## READING TEXT
# Pepper in the Morning Video



## PJM (May 7, 2010)

We couldn't leave Pepper out. I don't have a lot on her yet. But this is our routine in the morning. We've been working on it for a while now & she pops out of her ball much quicker than she used to. 

I promise I won't flood you with videos!!! :roll: :lol:


----------



## Daleo (Jun 1, 2011)

I love pics and videos! This is the "fun stuff" catagory after all  Even though she is still just a little shy, she doesn't pop or huff that I could tell. She looks like she's getting to know you pretty well


----------



## CourtneyFaye (Jul 31, 2011)

So cute!! How long have you had her?


----------



## PJM (May 7, 2010)

CourtneyFaye said:


> So cute!! How long have you had her?


Almost 2 months now. But she is a rehome. She's about 2+ years old. I don't think she had a lot of socialization with people before. She shared a cage with an older female hedgie before she came to us & before that, she was in a pet store. So...she has really come a long way so far. Her personality is starting to come out & we are bonding. Well, I bonded with her before I met her, but she is starting to bond with me.

## DATA SUPPLIED

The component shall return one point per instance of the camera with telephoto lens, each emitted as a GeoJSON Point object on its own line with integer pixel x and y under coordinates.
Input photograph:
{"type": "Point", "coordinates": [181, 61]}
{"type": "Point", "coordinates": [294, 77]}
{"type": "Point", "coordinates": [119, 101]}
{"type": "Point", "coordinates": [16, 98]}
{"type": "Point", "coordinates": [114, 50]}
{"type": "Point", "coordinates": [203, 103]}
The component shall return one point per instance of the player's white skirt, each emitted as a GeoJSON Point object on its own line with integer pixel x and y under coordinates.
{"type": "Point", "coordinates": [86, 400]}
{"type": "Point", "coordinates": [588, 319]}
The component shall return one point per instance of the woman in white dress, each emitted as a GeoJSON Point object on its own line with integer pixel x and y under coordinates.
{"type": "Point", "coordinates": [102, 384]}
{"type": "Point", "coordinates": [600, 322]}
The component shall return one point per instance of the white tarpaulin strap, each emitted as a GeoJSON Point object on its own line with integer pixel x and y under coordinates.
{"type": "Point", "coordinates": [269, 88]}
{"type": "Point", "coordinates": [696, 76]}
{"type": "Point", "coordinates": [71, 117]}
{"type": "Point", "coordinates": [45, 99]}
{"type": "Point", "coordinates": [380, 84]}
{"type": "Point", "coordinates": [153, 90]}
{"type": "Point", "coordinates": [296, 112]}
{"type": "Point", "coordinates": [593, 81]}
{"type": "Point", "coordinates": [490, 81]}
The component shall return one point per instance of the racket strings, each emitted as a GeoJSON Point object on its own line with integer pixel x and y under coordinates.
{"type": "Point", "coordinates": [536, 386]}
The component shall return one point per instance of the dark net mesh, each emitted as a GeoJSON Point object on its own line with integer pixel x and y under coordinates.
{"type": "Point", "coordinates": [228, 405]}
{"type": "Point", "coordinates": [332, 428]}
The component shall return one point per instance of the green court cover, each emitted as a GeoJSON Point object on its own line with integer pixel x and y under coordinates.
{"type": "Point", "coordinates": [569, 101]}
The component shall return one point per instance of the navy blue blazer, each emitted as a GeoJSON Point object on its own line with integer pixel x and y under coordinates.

## PROBLEM STATEMENT
Reproduce the part of the Pepper thread starting with "We couldn't leave" and going on through "she used to.". Nothing in the entries is needed.

## OUTPUT OF THE EXERCISE
We couldn't leave Pepper out. I don't have a lot on her yet. But this is our routine in the morning. We've been working on it for a while now & she pops out of her ball much quicker than she used to.